Exercise prompt =
Rewrite every item below with "obvious" replaced by "easy to spot", keeping everything else unchanged and leaving out the pictures.

Given data =
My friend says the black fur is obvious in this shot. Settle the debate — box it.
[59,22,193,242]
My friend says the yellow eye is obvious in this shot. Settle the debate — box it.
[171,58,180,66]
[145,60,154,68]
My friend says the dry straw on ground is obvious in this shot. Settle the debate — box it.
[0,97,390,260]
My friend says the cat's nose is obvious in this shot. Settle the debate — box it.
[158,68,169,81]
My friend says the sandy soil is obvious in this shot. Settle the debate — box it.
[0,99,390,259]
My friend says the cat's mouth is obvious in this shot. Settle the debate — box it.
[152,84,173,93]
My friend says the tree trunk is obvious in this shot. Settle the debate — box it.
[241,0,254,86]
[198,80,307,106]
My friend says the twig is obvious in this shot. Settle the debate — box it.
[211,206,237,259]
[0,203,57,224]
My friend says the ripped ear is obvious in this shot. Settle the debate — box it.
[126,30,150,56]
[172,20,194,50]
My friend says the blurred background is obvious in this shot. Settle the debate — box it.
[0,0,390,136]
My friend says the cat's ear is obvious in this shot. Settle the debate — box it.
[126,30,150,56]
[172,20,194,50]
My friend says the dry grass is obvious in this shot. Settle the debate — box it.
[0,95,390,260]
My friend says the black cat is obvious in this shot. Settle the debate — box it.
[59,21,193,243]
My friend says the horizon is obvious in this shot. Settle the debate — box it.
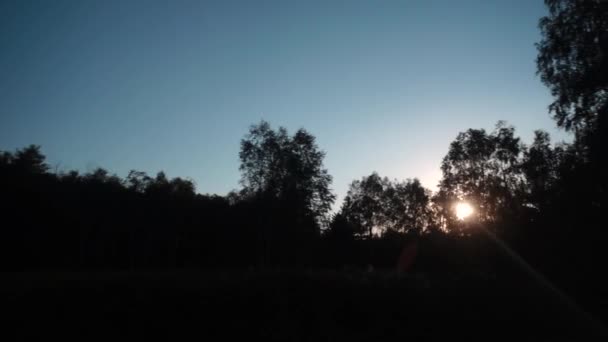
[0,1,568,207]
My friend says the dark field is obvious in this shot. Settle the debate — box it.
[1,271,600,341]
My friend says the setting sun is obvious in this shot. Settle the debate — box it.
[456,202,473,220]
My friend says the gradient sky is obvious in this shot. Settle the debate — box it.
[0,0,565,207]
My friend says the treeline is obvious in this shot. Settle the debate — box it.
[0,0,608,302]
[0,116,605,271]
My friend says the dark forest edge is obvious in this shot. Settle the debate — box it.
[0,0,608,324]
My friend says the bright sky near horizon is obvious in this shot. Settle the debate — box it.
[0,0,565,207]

The completed task =
My friend says the black fur is easy to spot in this shot. Settle the debate — box it.
[59,22,193,242]
My friend says the yellow eye is easy to spot in this shot. Settle the debate — box it.
[171,58,180,66]
[145,60,154,68]
My friend says the dry straw on ground is easy to spot in this shot. Settle the debate — box it.
[0,97,390,260]
My friend says the cat's nose is easy to spot in this shot. Settle the debate — box it.
[158,68,169,81]
My friend says the sandy soil is easy to spot in this shot. Settle the debate — box it.
[0,99,390,259]
My friend says the cat's mouth is easy to spot in this shot. Settle the debate — box it.
[152,84,173,93]
My friend says the tree trunk is easy to spot in this shot. Settle the debate — box it.
[241,0,254,86]
[198,80,307,106]
My friend says the twig is easy to spot in this shot. Settle the debate — box it.
[211,206,237,259]
[0,203,57,224]
My friend says the ripped ear is easy to spot in this shot. Settle the debate — box it.
[126,30,150,56]
[172,20,194,50]
My friend says the blurred background is easy to spot in this shot. Settle the debate — box it.
[0,0,390,136]
My friend says the cat's ear is easy to spot in this shot. Settle the debate — box it.
[126,30,150,56]
[172,20,194,50]
My friend says the dry grass is easy to spot in this shot. Settle the debate — box it.
[0,95,390,260]
My friend says the black cat is easy to spot in this shot. Settle the debate — box it.
[59,21,193,243]
My friend says the horizon is easy to spot in this shot. Settle the debate — box it.
[0,1,568,207]
My friend says the dark field is easy to spot in this shot. Settle the debate — box it.
[1,271,600,341]
My friend says the setting sun is easy to spot in this shot. Settle the debate — box it.
[456,202,473,220]
My friend says the gradient sky is easy to spot in this shot. Settle the debate — box it.
[0,0,565,207]
My friend says the treeline is easy to spot in this shot. Settle the debate — box it.
[0,0,608,302]
[0,116,605,271]
My friend says the dark forest edge is easy to spot in this shot. Settle the debate — box it.
[0,0,608,324]
My friend says the bright sky near horizon is easy to spot in this shot. Settle the debate — box it.
[0,0,565,207]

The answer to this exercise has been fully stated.